● PROVIDED INFORMATION:
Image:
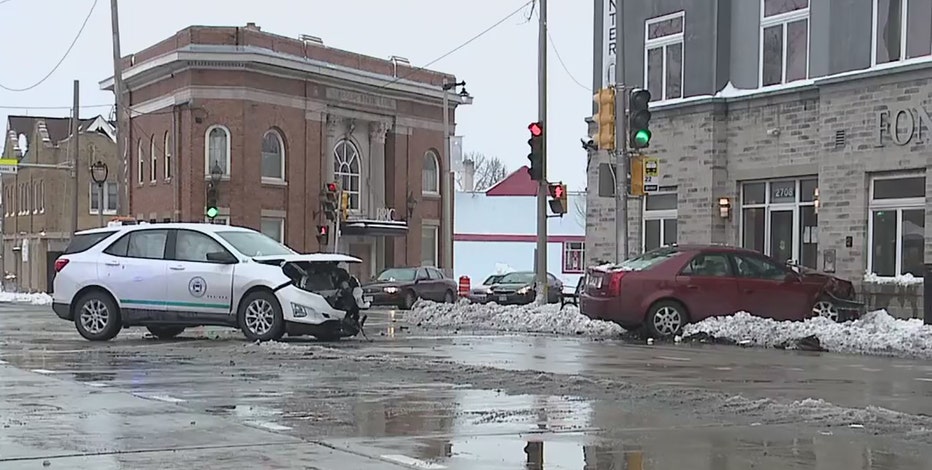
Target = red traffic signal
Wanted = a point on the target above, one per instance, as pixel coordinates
(536, 128)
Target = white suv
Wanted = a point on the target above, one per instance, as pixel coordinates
(170, 276)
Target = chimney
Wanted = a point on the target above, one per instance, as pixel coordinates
(469, 175)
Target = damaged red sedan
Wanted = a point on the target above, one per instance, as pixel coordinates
(664, 289)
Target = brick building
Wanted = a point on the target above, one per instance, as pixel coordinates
(281, 117)
(37, 201)
(799, 131)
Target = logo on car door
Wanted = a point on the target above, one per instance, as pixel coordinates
(197, 286)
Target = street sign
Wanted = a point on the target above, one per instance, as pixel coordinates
(651, 175)
(8, 166)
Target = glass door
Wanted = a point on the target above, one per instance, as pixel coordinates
(781, 244)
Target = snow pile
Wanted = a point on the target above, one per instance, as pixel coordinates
(901, 280)
(876, 333)
(512, 318)
(39, 298)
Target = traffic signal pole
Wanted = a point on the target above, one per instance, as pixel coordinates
(542, 187)
(621, 139)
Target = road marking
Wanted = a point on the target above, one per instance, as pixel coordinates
(269, 426)
(417, 463)
(165, 398)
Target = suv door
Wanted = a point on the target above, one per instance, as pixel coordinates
(707, 286)
(135, 270)
(198, 288)
(769, 290)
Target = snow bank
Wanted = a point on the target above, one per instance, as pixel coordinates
(23, 298)
(876, 333)
(512, 318)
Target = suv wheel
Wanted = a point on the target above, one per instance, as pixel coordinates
(96, 316)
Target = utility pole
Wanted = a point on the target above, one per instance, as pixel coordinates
(122, 126)
(75, 148)
(621, 139)
(542, 184)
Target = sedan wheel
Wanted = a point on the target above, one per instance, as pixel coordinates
(826, 309)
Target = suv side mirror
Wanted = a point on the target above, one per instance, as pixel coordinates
(221, 257)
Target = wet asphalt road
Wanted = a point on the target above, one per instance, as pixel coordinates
(432, 400)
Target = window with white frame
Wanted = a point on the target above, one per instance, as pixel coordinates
(217, 150)
(273, 227)
(896, 227)
(784, 41)
(273, 156)
(168, 156)
(109, 197)
(430, 174)
(430, 245)
(663, 56)
(660, 216)
(574, 255)
(140, 163)
(780, 219)
(154, 161)
(347, 171)
(900, 30)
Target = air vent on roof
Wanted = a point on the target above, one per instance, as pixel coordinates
(840, 138)
(308, 39)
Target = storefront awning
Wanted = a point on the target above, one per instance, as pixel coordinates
(374, 228)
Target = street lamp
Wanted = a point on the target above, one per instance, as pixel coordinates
(99, 173)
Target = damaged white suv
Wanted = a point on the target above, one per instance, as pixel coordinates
(167, 277)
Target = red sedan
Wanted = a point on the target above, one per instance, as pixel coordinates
(666, 288)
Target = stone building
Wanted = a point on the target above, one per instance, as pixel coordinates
(37, 201)
(800, 129)
(281, 117)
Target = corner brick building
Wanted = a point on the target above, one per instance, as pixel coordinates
(808, 120)
(282, 117)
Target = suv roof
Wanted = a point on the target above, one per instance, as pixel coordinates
(203, 227)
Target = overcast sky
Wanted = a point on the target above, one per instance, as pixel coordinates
(500, 68)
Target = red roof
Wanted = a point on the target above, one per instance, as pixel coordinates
(518, 183)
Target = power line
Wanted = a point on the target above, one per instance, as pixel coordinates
(457, 48)
(65, 56)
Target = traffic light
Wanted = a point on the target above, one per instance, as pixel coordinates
(213, 196)
(558, 198)
(329, 200)
(636, 166)
(639, 118)
(536, 168)
(323, 235)
(344, 205)
(605, 119)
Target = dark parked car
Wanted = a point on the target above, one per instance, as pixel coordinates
(517, 288)
(401, 287)
(664, 289)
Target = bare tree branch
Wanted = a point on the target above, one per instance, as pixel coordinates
(489, 171)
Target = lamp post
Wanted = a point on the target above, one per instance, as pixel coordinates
(99, 173)
(447, 193)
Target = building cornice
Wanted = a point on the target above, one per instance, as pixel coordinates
(270, 62)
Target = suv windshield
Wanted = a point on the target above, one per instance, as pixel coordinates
(649, 260)
(255, 244)
(517, 278)
(397, 274)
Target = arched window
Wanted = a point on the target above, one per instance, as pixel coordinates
(154, 160)
(430, 175)
(168, 156)
(273, 156)
(217, 150)
(140, 163)
(346, 170)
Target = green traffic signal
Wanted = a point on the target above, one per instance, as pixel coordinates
(642, 137)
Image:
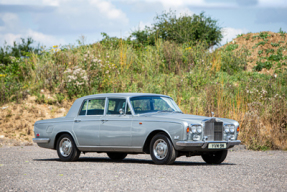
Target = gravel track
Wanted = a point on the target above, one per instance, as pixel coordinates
(30, 168)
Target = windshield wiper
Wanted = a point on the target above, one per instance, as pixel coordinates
(164, 111)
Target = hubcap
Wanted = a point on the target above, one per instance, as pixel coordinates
(160, 149)
(65, 147)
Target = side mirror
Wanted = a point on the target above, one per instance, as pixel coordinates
(121, 111)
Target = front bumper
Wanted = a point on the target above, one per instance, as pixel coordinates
(41, 140)
(204, 144)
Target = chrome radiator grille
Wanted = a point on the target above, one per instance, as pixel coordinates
(213, 130)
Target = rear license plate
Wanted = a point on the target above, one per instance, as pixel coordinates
(216, 145)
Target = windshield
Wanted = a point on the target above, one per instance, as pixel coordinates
(153, 104)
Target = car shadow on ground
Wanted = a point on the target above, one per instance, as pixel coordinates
(136, 161)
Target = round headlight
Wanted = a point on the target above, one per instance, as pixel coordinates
(193, 129)
(232, 129)
(199, 129)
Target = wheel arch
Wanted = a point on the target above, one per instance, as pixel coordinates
(150, 136)
(61, 133)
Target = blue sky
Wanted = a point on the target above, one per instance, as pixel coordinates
(54, 22)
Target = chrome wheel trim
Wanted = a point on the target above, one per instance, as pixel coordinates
(65, 147)
(160, 149)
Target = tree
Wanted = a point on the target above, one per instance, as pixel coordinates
(17, 50)
(183, 29)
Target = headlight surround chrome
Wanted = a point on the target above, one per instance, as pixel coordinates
(232, 129)
(193, 129)
(199, 129)
(226, 130)
(229, 128)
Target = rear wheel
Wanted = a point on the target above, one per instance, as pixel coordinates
(66, 148)
(117, 156)
(161, 150)
(215, 157)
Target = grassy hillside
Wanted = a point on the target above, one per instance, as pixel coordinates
(224, 81)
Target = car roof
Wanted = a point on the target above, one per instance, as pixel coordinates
(122, 95)
(77, 104)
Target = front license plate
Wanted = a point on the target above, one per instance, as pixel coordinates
(216, 145)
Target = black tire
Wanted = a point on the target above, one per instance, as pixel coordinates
(215, 157)
(74, 152)
(171, 153)
(117, 156)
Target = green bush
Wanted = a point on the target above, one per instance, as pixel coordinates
(183, 29)
(260, 65)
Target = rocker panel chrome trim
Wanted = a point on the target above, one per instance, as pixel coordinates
(204, 144)
(41, 140)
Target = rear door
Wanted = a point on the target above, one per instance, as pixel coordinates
(87, 123)
(115, 129)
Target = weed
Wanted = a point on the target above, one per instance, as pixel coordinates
(282, 33)
(275, 44)
(259, 43)
(260, 65)
(231, 47)
(260, 52)
(269, 51)
(263, 35)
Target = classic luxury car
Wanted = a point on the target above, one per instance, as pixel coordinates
(134, 123)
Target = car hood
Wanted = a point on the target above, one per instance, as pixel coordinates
(189, 118)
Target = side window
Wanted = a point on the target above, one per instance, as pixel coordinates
(96, 107)
(128, 110)
(161, 105)
(115, 105)
(84, 108)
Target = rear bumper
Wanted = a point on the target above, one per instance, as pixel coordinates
(41, 140)
(203, 144)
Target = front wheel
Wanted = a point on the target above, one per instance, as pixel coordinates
(215, 157)
(66, 148)
(117, 156)
(161, 150)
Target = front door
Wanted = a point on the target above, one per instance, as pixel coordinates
(87, 123)
(115, 129)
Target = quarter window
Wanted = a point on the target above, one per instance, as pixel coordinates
(95, 107)
(115, 105)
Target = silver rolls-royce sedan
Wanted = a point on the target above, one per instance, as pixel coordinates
(134, 123)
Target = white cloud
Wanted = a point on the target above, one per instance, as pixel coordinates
(12, 31)
(272, 4)
(195, 3)
(47, 40)
(107, 8)
(231, 33)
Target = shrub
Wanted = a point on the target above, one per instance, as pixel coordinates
(260, 65)
(183, 29)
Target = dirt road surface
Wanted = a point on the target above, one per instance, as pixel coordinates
(30, 168)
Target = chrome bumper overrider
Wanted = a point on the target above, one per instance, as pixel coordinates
(203, 144)
(41, 140)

● BRIEF:
Rewrite the items as a numbered list with blank lines removed, starting at the line that contains "Target = front door" and running through the end of the items.

● ANSWER FOR THIS EXERCISE:
1. Target = front door
2. Wanted = a point on the target above, one per instance, as pixel coordinates
3. (87, 123)
4. (115, 129)
5. Target = quarter window
6. Wanted = a point on the target above, one per instance, as pixel coordinates
7. (95, 107)
8. (115, 105)
9. Target = silver rolls-royce sedan
10. Wanted = a point on the target above, one per instance, as pixel coordinates
11. (134, 123)
12. Target = white cloud
13. Wanted = a point on the target above, one per instance, as pixel coordinates
14. (12, 31)
15. (272, 4)
16. (195, 3)
17. (47, 40)
18. (107, 8)
19. (231, 33)
20. Target = shrub
21. Wanted = a point on the target above, one per instance, as pixel coordinates
22. (260, 65)
23. (183, 29)
24. Target = dirt road surface
25. Wanted = a point on the target above, one per instance, as pixel coordinates
26. (30, 168)
27. Target = chrome bumper overrider
28. Wanted = a point on the target above, one per instance, as pixel coordinates
29. (203, 144)
30. (41, 140)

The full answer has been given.